[Source]:
--- start ---
Wisconsin showed the largest discrepancy between predicted and actual trends. The predicted model consistently underestimated the actual trend. This may be due to omitted explanatory variables. The largest discrepancy occurs on May 15th. As there are 99 total Walmart locations in Wisconsin, our line of thinking is that individuals purchase more products during their Walmart trips as locations are sparse and spread apart.
## [1] "CAlifornia OLS RMSE: 2522.4800876525"
## [1] "Texas OLS RMSE: 1218.71943323681"
## [1] "Wisconsin OLS RMSE: 3220.36397664398"
Our goal is to predict the number of units sold in each of our three states, based on various factors such as the presence of SNAP, holidays, weekday, month, and the price. Lasso regression helps us with this task by analyzing all these factors together and identifying which ones have the most significant impact on the number of units sold. It achieves this by penalizing less important factors, essentially shrinking their influence towards zero. This process simplifies the model while retaining the essential factors crucial for accurate predictions. The workflow involves determining the optimal penalty level through cross-validation of 10 folds and then building a final model to make predictions on new data. Lasso regression is sifting through the dataset to pinpoint the key drivers influencing Walmart store sales in the states, thereby aiding in better decision-making and resource allocation. We took our final model that was obtained through this lasso method, and calculated its RMSE to compare to the OLS and the other models we used.
Autoregressive (AR), Moving Average (MA), and Autoregressive Moving Average (ARMA) models are commonly used to forecast future values based on past data.The AR model looks at the relationship between the current value and previous values in the time series data. It consider how the number of units sold today is related to the number sold in the past. The MA model, on the other hand, focuses on the relationship between the current value and the residual errors from past predictions. This could involve assessing whether any unusual spikes or drops in sales can be attributed to specific factors, such as a temporary promotion or a holiday. Combining the strengths of both AR and MA models, the ARMA model provides a comprehensive approach by considering both the autoregressive and moving average components.In order to select the best AR, MA, and ARMA models, we decided to just brute force it, and select the best model based on the RMSE. We know that there is things such as the ACF and the PACF graphs that one can use to be able to have an idea on what is the best model, but again we decided to just brute force it. For both AR and MA, we did the first 50 lags, as the computation time for each model was getting significantly longer and more complicated the more lags you include. We felt that 50 was an adequate number as it covers at least one month back, but also includes most of the second month before the prediction to include any trends better. For ARMA, we did the combinations of ARMA(1:30,1:4) and ARMA(1:4,1:30), so out of these 240 models, we chose the best one based on the RMSE.
--- end ---
[Raw data]:
--- start ---
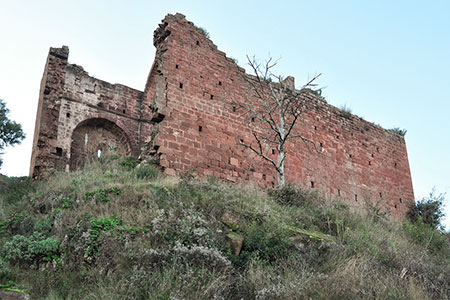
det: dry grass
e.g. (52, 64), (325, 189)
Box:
(0, 157), (450, 299)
--- end ---
[Tasks and exercises]:
(1) In the write-up on forecasting Walmart sales, how many lags were tried for the AR and MA models?
(2) Resume the write-up on forecasting Walmart sales, continuing on from its final sentence.

[Answers for the exercise]:
(1) The first 50 lags.

(2)
Analyzing the performance of our five prediction models OLS, AR, MA, ARMA, and Lasso by plotting them against the actual values reveals notable insights. Specifically focusing on California, we observe that both AR and ARMA exhibit a consistent and close adherence to the observed trend, effectively predicting peaks in the data. However, AR occasionally lags behind, displaying a tendency to systematically overestimate or underestimate these peaks. Moving on, MA emerges as the next best-performing model in terms of prediction accuracy, followed by Lasso, and lastly, the straightforward OLS approach.
In our analysis for California, the ARMA model achieved the lowest RMSE of 1193.415, representing a significant reduction compared to our baseline OLS model. The ARMA model reduced the RMSE by approximately 52.7% compared to the OLS baseline. Following closely was the AR model which yielded an RMSE of 1205.961 also indicating a substantial improvement, reducing RMSE by 52.2% compared to the OLS model. Conversely, the MA model exhibited a higher RMSE of 2422.327, indicating a relatively poorer predictive performance compared to AR and ARMA. It still, however, reduced the RMSE by about 4%. The Lasso had an RMSE of 2062.748, translating to a reduction of approximately 18.2% compared to OLS. Lastly, the OLS model, serving as our baseline, exhibited the highest RMSE of 2522.48.
The analysis of Texas illustrated a slightly different outcome. Specifically, in Texas, our naive OLS approach surprisingly outperformed the other models in capturing trends and peaks when predicting the units. This was closely trailed by the AR, ARMA, and Lasso models, respectively, with the MA model exhibiting the most significant deviation in accuracy compared to the other models.
In the case of Texas, our baseline OLS model boasted the lowest RMSE of 1218.719. Contrary to expectation, both the AR and ARMA models did not achieve a reduction in RMSE compared to the OLS baseline; instead, they yielded similar levels of performance, with RMSEs of 1223.122 and 1248.528, respectively. The Lasso model displayed a slightly less accurate performance, resulting in an RMSE of 1411.404, which represented an increase of approximately 13.04% compared to our OLS baseline. Notably, the MA model exhibited the poorest performance, demonstrating a substantially higher RMSE of 1984.349, translating to an increase of approximately 62.84% compared to the OLS baseline in Texas.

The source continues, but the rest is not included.